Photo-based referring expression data
————

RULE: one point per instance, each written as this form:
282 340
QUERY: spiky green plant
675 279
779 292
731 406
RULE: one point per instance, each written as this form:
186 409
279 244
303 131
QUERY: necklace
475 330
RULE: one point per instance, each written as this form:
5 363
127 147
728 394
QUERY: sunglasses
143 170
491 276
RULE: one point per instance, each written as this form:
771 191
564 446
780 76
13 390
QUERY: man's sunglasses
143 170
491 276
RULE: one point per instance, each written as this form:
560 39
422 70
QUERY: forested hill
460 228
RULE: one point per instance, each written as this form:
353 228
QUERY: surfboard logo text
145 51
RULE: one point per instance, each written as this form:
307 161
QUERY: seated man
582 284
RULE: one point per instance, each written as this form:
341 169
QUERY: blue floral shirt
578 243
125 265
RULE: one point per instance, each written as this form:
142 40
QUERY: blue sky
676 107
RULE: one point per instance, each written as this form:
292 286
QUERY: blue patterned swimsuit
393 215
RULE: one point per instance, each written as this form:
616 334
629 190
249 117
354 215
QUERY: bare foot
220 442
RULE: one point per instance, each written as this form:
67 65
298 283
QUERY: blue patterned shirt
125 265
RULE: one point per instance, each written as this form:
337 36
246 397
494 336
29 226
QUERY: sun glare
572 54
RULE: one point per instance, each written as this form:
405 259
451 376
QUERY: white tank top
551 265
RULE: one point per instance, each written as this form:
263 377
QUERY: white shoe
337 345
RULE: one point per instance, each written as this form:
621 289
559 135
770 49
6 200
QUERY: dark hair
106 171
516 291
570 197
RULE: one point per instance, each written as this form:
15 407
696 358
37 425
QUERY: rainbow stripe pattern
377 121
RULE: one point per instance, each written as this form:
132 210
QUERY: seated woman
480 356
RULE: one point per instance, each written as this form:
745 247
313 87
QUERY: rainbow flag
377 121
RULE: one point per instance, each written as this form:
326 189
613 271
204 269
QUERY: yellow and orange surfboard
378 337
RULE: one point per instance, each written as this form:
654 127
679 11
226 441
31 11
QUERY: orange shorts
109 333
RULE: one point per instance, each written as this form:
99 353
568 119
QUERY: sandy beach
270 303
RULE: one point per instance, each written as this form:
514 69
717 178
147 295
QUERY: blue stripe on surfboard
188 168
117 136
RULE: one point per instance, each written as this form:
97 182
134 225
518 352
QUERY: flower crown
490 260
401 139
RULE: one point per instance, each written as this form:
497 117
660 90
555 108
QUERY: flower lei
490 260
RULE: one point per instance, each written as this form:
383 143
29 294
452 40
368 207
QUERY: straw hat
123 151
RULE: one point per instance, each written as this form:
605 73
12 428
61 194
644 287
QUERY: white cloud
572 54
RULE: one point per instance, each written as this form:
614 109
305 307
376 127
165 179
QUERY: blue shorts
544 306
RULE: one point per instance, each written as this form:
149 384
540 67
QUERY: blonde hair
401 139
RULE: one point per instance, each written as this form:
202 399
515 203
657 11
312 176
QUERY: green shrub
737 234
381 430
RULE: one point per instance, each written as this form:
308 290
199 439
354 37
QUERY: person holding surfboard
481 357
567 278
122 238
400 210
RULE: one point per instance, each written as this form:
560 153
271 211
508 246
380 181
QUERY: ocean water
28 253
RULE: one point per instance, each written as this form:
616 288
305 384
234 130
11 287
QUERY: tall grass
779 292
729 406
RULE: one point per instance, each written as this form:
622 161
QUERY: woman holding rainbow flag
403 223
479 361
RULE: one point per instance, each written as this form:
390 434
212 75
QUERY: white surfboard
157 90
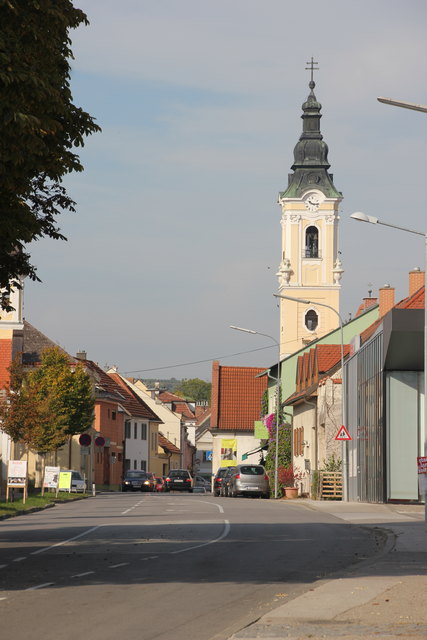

————

● Task prompt
Could you output all of the records exactly, without their pictures?

● Written reply
RULE: one point per instance, each written as this form:
282 340
QUERY: spiky green plant
675 279
779 292
731 406
RULE: one point per instance, each written as this form:
186 409
279 244
303 131
QUERY: necklace
475 330
RULE: one point per instance, each written as this form:
5 363
127 147
728 394
QUERY: sunglasses
143 170
491 276
RULE: one point per instance, each written as this form:
771 191
564 446
780 76
13 390
QUERY: man's sunglasses
143 170
491 276
RULE: one point per instance, each written as this form:
560 39
422 70
QUERY: forested hill
460 228
RULE: one point per instance, each written as this form:
353 228
QUERY: surfboard logo text
145 51
RULE: one point per instance, each written as this form:
307 161
QUERY: seated man
582 284
RULE: one point per instance, each written as this form:
341 169
QUERY: blue floral shirt
578 243
125 265
RULE: one point per instance, each written as this form:
142 40
QUERY: blue sky
676 107
RULE: one point per instance, each written as this form:
292 286
QUERY: blue patterned swimsuit
393 215
RULE: one point per instance, each written as this form:
616 334
629 190
249 117
354 215
QUERY: bare foot
220 442
RULE: one point per instance, each written as this form:
67 65
298 283
QUERY: blue patterned shirt
125 265
RULE: one point per instance, each written as this form:
337 36
246 397
494 336
29 226
QUERY: sun glare
572 54
RULE: one point per instance, each written as this form:
405 259
451 376
QUERY: white tank top
551 265
RULE: one point per instance, each written as this form:
263 377
QUERY: white shoe
337 345
RULE: one point per instance, each written as this form:
621 289
559 135
770 49
6 200
QUERY: dark hair
106 171
516 291
570 197
RULE: one point per instance, each written as this form:
15 407
696 358
37 425
QUERY: rainbow stripe pattern
377 121
RULE: one point per instance, each written as this form:
132 210
QUERY: seated woman
480 356
RULE: one point per instance, each written as this form:
745 247
313 87
QUERY: rainbow flag
377 121
RULE: one point per instance, each written as this form:
326 189
613 271
204 269
QUERY: yellow and orange surfboard
378 337
RULE: one point per instance, each written as this form:
654 127
679 11
226 441
31 11
QUERY: orange shorts
109 333
RULE: one point per instance, each written as this form:
99 353
568 119
QUERY: sandy beach
270 303
RULE: one point per instance, each written as this form:
514 69
717 178
147 295
QUERY: blue stripe on surfboard
188 168
117 136
RULE: one point per instance, each written as this form:
97 182
134 225
518 352
QUERY: flower crown
490 260
401 139
RULE: one point per instance, each written as this form:
497 117
660 90
555 108
QUERY: flower lei
490 260
RULE: one point per instance, each written as this form:
383 143
29 294
452 40
368 207
QUERY: straw hat
123 151
RULE: one point per instance, each written as this form:
605 73
12 428
61 194
644 287
QUERY: white cloud
572 54
RULE: one point per instance, each written as this form:
614 109
305 307
376 127
165 179
QUERY: blue shorts
544 306
RULE: one point per instance, each written as this form:
149 384
540 67
QUERY: blonde hair
401 139
RULE: one point per instance, each written as this form:
202 399
515 203
657 11
312 176
QUERY: green shrub
737 234
381 430
RULE: one point per instance, each written as this form:
308 290
199 439
354 37
QUERY: person holding surfboard
481 357
567 278
122 238
400 210
RULE: one point per instance, each written as this form:
560 153
271 211
508 246
380 181
QUERY: ocean water
28 253
RULE: one point per instance, each written as this form:
616 288
305 384
234 130
11 287
QUERY: tall grass
779 292
729 406
RULE: one point per instance, each written as this form:
622 161
QUERY: woman holding rainbow flag
403 223
479 361
RULE: one point per instance, each written as this form:
390 434
212 75
QUERY: white surfboard
157 90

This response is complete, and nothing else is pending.